**EXTRACT PROVIDED**
..............................

What happens when the right app doesn't know what the left app is doing?
As more activities become automated with the touch of a button, University of Virginia computer science professor Jack Stankovic foresees a potential problem where applications for different functions might result in conflicting actions, such as opening and closing windows.
Stankovic has won a Microsoft Research Award for the Software Engineering Innovation Foundation. The awards support academic research in software engineering technologies, tools, practices and teaching methods. The title of his project is "Dependency Aware Sharing of the Internet of Things for Integrating Apps in Smart Homes."
Stankovic – also recently chosen by the University of York to receive an honorary doctorate – was among 12 recipients selected from more than 100 submissions for the highly competitive research grants of $40,000.
"Even today, you can do simple things from your phone, like you can go through the Internet and close your garage door, so these kinds of capabilities exist and they're becoming more and more frequent," Stankovic said.
His proposal is geared toward preparing for a future in which sensing and actuation in the home would become a utility, with apps created by independent developers performing energy, security and entertainment functions, among others. The focus of Stankovic's research is to anticipate, detect and resolve conflicts between the various apps.
"It's becoming obvious that the world is becoming covered with sensors and actuators, and so our vision was that eventually there will be an infrastructure for sensing and actuating in homes that we will think of as a utility," just like electricity, water or heat, Stankovic said. "However, if that vision comes to pass, what could happen is all these different applications can act in cross purposes."
For example, Stankovic and the two doctoral students on his team will look at the possibility that one app for health wants to close a window because of high pollen counts (in this scenario, the occupant has asthma), while another app to save energy wants to open a window. "And the two applications are not aware of each other and they're both running, so you have this window going open, close, open, close," he said.

..............................

**Dataset entries**
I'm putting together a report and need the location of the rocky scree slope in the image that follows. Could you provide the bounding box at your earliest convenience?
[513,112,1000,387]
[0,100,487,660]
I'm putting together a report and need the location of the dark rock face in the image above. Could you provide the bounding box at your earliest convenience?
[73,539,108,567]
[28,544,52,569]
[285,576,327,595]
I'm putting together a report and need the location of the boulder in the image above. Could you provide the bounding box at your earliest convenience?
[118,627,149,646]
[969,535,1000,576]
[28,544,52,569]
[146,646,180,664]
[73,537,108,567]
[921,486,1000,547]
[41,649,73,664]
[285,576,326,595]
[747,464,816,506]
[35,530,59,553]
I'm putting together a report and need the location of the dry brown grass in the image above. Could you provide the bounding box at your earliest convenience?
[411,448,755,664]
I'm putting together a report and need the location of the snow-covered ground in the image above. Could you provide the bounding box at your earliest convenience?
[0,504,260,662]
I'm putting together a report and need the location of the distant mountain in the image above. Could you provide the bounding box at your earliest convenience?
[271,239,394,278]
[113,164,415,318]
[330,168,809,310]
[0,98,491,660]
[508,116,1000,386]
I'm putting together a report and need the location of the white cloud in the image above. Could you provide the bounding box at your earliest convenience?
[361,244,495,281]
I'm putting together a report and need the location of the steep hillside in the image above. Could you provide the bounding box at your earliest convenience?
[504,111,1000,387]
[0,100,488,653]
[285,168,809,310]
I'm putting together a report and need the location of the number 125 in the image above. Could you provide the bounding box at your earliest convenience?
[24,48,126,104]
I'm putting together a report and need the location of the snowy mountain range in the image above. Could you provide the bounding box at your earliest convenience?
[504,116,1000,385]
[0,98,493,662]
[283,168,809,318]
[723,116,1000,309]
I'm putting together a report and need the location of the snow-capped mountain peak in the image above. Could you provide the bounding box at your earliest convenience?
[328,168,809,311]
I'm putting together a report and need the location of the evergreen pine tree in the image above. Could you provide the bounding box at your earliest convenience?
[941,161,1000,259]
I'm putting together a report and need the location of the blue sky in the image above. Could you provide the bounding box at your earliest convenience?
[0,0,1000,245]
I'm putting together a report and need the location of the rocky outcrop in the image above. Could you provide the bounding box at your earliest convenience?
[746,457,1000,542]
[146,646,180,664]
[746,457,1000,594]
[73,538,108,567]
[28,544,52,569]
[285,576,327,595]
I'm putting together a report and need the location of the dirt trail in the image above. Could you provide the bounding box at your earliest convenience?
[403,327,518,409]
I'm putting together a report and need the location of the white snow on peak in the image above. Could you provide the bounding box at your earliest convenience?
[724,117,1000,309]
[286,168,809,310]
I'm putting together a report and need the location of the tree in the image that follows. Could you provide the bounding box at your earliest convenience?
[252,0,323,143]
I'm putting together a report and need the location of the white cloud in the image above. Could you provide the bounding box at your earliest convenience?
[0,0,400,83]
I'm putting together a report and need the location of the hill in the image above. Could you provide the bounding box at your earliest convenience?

..............................

**QUESTIONS**
1: Reproduce the smart-home app article from "Stankovic – also" to "grants of $40,000.".
2: Answer these questions about the smart-home app article:
(a) How many recipients were selected for the grants, and from how many submissions?
(b) What is the title of Stankovic's project?
(c) In the window example, why does the health app want to close the window?
3: Continue the smart-home app article from where it stops.

**RESPONSES IN ORDER**
1:
Stankovic – also recently chosen by the University of York to receive an honorary doctorate – was among 12 recipients selected from more than 100 submissions for the highly competitive research grants of $40,000.

2:
(a) 12 recipients were selected from more than 100 submissions.
(b) "Dependency Aware Sharing of the Internet of Things for Integrating Apps in Smart Homes."
(c) Pollen counts are high, and in that scenario the occupant has asthma.

3:
The prospect of providing better home health care options for the elderly is one driving factor for Stankovic.
"Given the situation, where populations in many industrial countries are seeing higher and higher percentages of elderly and the medical systems can't handle them, we're going to require technology to help keep people in their homes, to keep people healthier and to lower costs," he said.
To resolve conflicts, which could present safety issues, Microsoft is trying to build an operating system that would control software for the home, allowing occupants to install many different devices that could be controlled through a general software layer. "So our work is to build upon this and focus on the conflicts across apps," Stankovic said.
"It's interesting to be able to look at things that are probably not going to happen for 10 to 15 years and to be kind of on the leading edge of trying to solve some of these problems," he said. "There will be a tipping point when eventually there are so many sensors and so many of these apps that it becomes important to just build a more generic infrastructure, this utility layer that then enables an explosion of applications that can be developed and run. I think a whole new marketplace will open up."